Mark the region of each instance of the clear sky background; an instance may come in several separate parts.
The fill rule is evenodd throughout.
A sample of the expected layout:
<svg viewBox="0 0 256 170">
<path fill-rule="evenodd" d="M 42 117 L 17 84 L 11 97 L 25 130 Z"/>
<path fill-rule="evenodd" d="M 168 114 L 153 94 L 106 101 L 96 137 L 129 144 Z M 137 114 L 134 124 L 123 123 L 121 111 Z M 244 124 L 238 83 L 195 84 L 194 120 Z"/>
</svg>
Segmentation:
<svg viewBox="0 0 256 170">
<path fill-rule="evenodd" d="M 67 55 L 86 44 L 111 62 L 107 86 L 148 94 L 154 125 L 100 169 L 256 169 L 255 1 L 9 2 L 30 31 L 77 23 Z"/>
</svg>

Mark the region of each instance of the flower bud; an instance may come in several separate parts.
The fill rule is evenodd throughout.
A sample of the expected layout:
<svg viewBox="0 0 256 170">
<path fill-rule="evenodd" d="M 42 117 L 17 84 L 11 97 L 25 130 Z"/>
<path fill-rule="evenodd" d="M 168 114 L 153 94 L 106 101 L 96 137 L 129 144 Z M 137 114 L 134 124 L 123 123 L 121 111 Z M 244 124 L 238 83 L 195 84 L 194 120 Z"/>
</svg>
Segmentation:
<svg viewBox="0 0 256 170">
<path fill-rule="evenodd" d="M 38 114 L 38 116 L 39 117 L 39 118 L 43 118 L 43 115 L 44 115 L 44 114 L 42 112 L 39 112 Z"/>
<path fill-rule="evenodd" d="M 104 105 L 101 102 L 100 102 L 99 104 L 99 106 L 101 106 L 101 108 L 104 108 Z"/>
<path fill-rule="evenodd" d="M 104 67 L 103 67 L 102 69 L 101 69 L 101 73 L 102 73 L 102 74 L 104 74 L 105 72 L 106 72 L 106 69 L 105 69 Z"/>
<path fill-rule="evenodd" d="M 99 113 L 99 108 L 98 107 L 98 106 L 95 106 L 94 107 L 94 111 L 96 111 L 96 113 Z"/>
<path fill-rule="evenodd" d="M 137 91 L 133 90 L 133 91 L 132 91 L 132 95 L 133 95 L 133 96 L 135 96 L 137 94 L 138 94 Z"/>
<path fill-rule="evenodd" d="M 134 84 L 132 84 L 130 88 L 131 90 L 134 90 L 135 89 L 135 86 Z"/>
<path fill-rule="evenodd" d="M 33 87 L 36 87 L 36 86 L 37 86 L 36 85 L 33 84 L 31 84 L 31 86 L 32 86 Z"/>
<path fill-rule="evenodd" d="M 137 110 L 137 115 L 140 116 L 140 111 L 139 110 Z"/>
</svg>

————

Put the lines above into a Markdown table with two columns, Row and Line: Row numbers each line in order, and Line holds the line itself. Skip the blank lines.

| Row | Line |
|---|---|
| 1 | Mark the region of each instance of the clear sky background; an instance may come in several separate parts. |
| 2 | The fill rule is evenodd throughout. |
| 3 | A sample of the expected layout: |
| 4 | <svg viewBox="0 0 256 170"> |
| 5 | <path fill-rule="evenodd" d="M 42 117 L 17 84 L 11 97 L 25 130 Z"/> |
| 6 | <path fill-rule="evenodd" d="M 168 114 L 153 94 L 106 101 L 96 137 L 129 144 Z M 137 114 L 134 124 L 123 123 L 121 111 Z M 244 124 L 238 83 L 195 84 L 194 120 Z"/> |
| 7 | </svg> |
| 8 | Segmentation: |
| 9 | <svg viewBox="0 0 256 170"> |
| 10 | <path fill-rule="evenodd" d="M 67 55 L 86 44 L 111 62 L 107 86 L 148 94 L 154 125 L 100 169 L 256 169 L 255 1 L 9 2 L 30 31 L 77 23 Z"/> |
| 11 | </svg> |
| 12 | Mark the region of each instance of the flower bud; an instance may come in several separate parts. |
| 13 | The fill rule is evenodd throughout. |
| 14 | A sample of the expected layout: |
| 15 | <svg viewBox="0 0 256 170"> |
| 16 | <path fill-rule="evenodd" d="M 42 117 L 17 84 L 11 97 L 25 130 Z"/> |
| 17 | <path fill-rule="evenodd" d="M 168 114 L 153 94 L 106 101 L 96 137 L 129 144 Z M 137 114 L 134 124 L 123 123 L 121 111 Z M 244 124 L 238 83 L 195 84 L 194 120 Z"/> |
| 18 | </svg> |
| 19 | Segmentation: |
| 20 | <svg viewBox="0 0 256 170"> |
| 21 | <path fill-rule="evenodd" d="M 38 114 L 38 116 L 39 117 L 39 118 L 43 118 L 43 115 L 44 115 L 44 114 L 42 112 L 39 112 Z"/> |
| 22 | <path fill-rule="evenodd" d="M 104 105 L 101 102 L 100 102 L 99 104 L 99 106 L 101 106 L 101 108 L 104 108 Z"/> |
| 23 | <path fill-rule="evenodd" d="M 104 67 L 103 67 L 102 69 L 101 69 L 101 73 L 102 73 L 102 74 L 104 74 L 105 72 L 106 72 L 106 69 L 105 69 Z"/> |
| 24 | <path fill-rule="evenodd" d="M 99 113 L 99 108 L 98 107 L 98 106 L 95 106 L 94 107 L 94 111 L 96 111 L 96 113 Z"/> |
| 25 | <path fill-rule="evenodd" d="M 137 91 L 133 90 L 133 91 L 132 91 L 132 95 L 133 95 L 133 96 L 135 96 L 137 94 L 138 94 Z"/> |
| 26 | <path fill-rule="evenodd" d="M 134 84 L 132 84 L 130 88 L 131 90 L 134 90 L 135 89 L 135 86 Z"/> |
| 27 | <path fill-rule="evenodd" d="M 33 87 L 36 87 L 36 86 L 37 86 L 36 85 L 33 84 L 31 84 L 31 86 L 32 86 Z"/> |
| 28 | <path fill-rule="evenodd" d="M 137 110 L 137 115 L 140 116 L 140 111 L 139 110 Z"/> |
| 29 | </svg> |